> **What you need to do**
• A. From the essay on strangers and the public sphere, reproduce the passage that opens with the words "In the era of global communication, when" and ends after the words "distinct human being’.".
• B. Answer these questions using the essay on strangers and the public sphere:
(i) With which university is Dimitri Morakhovski listed?
(ii) According to the abstract, which individuals can form the basis for the social solidarity of strangers?
(iii) According to the quotation from Segal, strangerhood is a characteristic of what?
** start of Document extract **
Monday, November 26, 2007

Strangers, belonging, and the public sphere in the era of global communication

RAN HERE
this essay seems pertinent to some of your undergoing projects, while I WANT TO WARN you that do NOT take it as key text to shore up your theoretical framework for to borrow too much insights from sociology would be risky if not handled well.

PLUS, you know there is a thing called GOOGLE SCHOLAR which enables you to google essays ?

THIRDLY, you of course know that reading through the reference list of key essay is one important way to pin down your reading list right?

this essay is from

http://www.tasa.org.au/members/docs/2000_2/Morakhovski.pdf.


Sociological Sites/Sights, TASA 2000 Conference, Adelaide: Flinders Unviersity, December 6-8

Strangers, belonging, and the public sphere in
the era of global communication








Dimitri Morakhovski,

La Trobe University

Abstract

In the era of global communication, the concept of stranger, or ‘the other within’, becomes increasingly more valuable for analytical purposes than in earlier times when societies were more homogeneous. This is because strangers today are widely spread across the westernised world. The concept of the ‘stranger’ will be used here interchangeably with the concept of strangerhood because they both reflect the character of certain relationships between individuals. These relationships express the interpenetration of closeness and remoteness, involvement and detachment. In this paper, the claim will be made that only self-active individuals can form the basis for social solidarity of strangers. This is because in the current era characterised by global communication, social solidarity can no longer be successfully achieved and maintained either by top-down action of the state or by appeal to tradition. However, the point will also be made that individual efforts may not be enough because people with similar interests inevitably tend to create groupings. For that reason, diversity needs to be nurtured within the public sphere, which should not be limited either to local or national borders.

The concepts of stranger and strangerhood in terms of relationship

In the era of global communication, individuals are increasingly viewed as physically close, but emotionally remote. This means that they are strangers (Simmel, 1971). Strangerhood, according to Segal (1998: 273), is not a quality of the stranger, but it is ‘the other as seen from my perspective’. Consequently, ‘the use of this term presupposes a relationship between me and the other. strangerhood is a characteristic of neither the other nor me, but of our relationship’.

Page 2

In the era of global communication, when the symbolic mechanism of interaction becomes more flexible, individuals in such relations are forced to become different (distinct) from each other. Their identity, according to Albrow (1996: 151), ‘is a unique particularity recognized in the universality of the right to be a distinct human being’.

Human diversity and belonging (involvement).
** end of Document extract **
** start of Collected data **
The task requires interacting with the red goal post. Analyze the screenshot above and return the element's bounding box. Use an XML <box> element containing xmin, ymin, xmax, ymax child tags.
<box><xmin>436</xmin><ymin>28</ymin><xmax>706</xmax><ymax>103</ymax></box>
** end of Collected data **
> **Task results**
• A.
In the era of global communication, when the symbolic mechanism of interaction becomes more flexible, individuals in such relations are forced to become different (distinct) from each other. Their identity, according to Albrow (1996: 151), ‘is a unique particularity recognized in the universality of the right to be a distinct human being’.

• B.
(i) La Trobe University.
(ii) Only self-active individuals.
(iii) Of the relationship between me and the other, not of either one alone.